(Entries from a pointing dataset)
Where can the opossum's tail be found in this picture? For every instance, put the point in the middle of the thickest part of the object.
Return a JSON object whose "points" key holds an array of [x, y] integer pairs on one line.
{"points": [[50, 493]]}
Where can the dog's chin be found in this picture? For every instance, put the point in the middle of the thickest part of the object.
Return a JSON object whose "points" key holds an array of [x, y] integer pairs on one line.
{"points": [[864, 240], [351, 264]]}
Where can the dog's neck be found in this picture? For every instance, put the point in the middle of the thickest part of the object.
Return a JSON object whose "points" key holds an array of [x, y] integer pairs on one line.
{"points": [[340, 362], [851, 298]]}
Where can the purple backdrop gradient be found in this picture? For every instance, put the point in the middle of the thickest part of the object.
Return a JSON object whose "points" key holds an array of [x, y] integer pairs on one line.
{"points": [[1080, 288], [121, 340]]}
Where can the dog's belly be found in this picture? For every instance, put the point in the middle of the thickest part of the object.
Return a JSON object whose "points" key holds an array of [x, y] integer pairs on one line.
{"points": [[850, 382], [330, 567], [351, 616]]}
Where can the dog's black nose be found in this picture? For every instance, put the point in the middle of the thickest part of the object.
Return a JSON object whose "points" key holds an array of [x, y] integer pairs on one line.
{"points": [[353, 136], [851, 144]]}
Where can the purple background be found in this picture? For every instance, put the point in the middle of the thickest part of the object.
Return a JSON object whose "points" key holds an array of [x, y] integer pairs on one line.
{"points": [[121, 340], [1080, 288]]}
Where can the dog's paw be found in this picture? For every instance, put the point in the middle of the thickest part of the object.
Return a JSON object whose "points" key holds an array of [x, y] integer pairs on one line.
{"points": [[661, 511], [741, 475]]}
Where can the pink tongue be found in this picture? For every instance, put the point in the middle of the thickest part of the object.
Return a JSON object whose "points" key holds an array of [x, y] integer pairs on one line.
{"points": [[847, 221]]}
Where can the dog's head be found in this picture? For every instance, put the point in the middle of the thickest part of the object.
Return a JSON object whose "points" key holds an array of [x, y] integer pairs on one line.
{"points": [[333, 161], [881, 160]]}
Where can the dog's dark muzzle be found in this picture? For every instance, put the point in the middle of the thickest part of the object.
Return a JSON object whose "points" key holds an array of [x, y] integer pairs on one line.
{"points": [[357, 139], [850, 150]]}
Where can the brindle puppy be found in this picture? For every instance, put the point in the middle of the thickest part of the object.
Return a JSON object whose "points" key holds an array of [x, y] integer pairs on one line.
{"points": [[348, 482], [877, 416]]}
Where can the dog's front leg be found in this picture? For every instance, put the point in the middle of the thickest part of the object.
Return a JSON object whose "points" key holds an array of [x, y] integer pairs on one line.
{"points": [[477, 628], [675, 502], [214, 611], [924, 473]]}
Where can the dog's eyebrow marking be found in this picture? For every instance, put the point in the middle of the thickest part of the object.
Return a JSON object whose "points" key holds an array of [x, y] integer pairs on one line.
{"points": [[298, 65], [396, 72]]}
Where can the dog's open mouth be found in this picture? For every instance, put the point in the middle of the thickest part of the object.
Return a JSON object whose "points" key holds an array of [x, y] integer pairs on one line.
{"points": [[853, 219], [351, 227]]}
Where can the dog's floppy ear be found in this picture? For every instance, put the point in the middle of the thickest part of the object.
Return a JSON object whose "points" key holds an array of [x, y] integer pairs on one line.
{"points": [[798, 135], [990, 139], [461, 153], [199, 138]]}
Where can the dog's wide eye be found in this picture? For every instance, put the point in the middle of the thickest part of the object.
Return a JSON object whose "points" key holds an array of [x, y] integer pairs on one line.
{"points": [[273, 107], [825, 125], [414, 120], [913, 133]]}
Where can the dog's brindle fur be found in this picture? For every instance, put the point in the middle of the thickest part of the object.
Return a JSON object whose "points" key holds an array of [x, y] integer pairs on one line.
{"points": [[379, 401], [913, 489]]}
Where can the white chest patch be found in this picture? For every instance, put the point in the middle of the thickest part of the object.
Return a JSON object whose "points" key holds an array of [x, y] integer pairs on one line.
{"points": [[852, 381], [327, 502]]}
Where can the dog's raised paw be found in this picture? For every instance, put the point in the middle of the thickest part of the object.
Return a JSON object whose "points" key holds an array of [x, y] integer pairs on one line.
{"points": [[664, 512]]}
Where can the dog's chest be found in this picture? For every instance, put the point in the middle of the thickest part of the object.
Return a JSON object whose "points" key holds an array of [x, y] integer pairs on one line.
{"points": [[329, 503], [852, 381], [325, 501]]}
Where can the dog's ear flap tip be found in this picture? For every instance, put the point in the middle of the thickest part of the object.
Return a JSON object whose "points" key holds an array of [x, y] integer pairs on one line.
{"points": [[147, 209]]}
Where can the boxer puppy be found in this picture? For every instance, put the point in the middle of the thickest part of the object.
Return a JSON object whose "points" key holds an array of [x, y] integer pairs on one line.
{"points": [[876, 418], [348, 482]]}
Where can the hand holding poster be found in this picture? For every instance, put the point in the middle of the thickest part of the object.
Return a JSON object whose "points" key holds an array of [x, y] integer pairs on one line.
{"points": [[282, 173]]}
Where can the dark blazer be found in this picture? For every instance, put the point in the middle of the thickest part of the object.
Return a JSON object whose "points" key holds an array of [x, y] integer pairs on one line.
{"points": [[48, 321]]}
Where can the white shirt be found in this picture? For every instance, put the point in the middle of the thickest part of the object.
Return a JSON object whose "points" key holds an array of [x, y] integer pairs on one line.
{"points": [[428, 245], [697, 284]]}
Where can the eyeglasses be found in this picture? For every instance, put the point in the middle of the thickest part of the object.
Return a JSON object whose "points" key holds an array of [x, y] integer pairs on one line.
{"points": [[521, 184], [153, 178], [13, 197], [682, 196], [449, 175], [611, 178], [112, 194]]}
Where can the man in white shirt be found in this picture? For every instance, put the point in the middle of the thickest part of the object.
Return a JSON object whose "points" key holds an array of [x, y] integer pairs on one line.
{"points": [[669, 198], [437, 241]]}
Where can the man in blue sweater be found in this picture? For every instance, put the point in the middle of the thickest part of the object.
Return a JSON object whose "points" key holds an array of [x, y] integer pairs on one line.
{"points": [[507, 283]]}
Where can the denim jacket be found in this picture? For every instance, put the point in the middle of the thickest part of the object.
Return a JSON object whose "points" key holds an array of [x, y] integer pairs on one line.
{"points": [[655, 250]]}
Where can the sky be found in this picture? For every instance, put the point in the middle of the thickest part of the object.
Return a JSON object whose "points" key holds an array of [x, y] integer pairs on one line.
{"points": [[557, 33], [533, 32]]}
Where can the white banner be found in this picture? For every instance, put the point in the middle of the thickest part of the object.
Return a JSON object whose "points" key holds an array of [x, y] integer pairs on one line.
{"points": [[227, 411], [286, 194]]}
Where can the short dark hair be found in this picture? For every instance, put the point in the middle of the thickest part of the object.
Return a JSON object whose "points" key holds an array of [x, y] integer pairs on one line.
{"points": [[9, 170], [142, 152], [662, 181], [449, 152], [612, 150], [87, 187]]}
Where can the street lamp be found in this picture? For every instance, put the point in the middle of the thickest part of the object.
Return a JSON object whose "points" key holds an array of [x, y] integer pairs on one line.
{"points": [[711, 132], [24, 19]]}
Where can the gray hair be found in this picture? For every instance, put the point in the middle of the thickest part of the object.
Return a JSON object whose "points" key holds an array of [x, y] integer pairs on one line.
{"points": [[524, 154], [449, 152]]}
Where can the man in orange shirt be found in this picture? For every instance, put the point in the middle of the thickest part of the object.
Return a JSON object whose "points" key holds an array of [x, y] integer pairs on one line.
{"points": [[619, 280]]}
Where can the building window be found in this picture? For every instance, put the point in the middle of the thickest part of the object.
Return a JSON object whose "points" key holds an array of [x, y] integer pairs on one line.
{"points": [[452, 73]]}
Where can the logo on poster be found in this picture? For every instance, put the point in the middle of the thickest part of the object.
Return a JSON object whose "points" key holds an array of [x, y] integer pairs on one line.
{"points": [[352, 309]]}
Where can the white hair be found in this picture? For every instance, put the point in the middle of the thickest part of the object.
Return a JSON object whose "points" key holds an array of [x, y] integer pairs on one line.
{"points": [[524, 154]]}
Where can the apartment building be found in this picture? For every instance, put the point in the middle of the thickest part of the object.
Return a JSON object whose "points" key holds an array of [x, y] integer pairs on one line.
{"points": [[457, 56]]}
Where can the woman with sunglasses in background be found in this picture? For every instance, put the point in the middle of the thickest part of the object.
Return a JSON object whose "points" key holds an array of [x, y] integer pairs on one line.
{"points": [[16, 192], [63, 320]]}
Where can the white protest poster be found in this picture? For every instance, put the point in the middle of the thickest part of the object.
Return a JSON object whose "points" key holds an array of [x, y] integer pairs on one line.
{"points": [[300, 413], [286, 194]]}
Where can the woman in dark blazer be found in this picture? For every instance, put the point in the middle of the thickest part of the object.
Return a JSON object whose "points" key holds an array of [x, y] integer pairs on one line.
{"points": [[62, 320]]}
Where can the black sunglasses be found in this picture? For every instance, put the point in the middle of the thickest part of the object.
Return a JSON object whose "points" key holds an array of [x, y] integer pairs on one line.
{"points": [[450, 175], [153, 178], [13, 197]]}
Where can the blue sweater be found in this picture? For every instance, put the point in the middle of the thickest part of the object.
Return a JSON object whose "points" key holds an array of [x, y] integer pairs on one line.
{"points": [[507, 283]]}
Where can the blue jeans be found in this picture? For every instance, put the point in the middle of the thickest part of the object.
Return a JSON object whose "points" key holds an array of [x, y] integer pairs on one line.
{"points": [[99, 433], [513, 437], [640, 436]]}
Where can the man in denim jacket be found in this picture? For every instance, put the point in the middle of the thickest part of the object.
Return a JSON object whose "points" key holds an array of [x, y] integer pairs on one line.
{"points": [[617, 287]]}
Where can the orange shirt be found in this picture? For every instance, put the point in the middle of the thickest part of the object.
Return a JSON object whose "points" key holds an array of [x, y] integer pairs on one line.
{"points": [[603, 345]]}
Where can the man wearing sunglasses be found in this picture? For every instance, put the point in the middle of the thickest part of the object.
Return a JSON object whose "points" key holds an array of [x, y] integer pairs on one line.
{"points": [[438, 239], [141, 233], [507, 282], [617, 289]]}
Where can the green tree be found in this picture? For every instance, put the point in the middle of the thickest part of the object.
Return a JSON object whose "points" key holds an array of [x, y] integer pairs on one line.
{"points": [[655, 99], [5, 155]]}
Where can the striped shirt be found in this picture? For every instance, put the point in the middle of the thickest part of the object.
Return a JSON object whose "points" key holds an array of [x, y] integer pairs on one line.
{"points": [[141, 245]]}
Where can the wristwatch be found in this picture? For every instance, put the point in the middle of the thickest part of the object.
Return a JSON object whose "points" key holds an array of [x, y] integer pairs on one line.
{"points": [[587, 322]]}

▶ _Instructions to follow_
Reproduce the listing from the line containing "Where can the wristwatch" through its end, substituting "bracelet" for "wristwatch" and leaving everything else unchanged.

▶ _Task response_
Where can the bracelet be found in this picture? For every instance, put the point in the middle of the thickest part of the object.
Return a JSON object whose "points" key holds an array of [x, y] integer pairs on one line.
{"points": [[587, 322]]}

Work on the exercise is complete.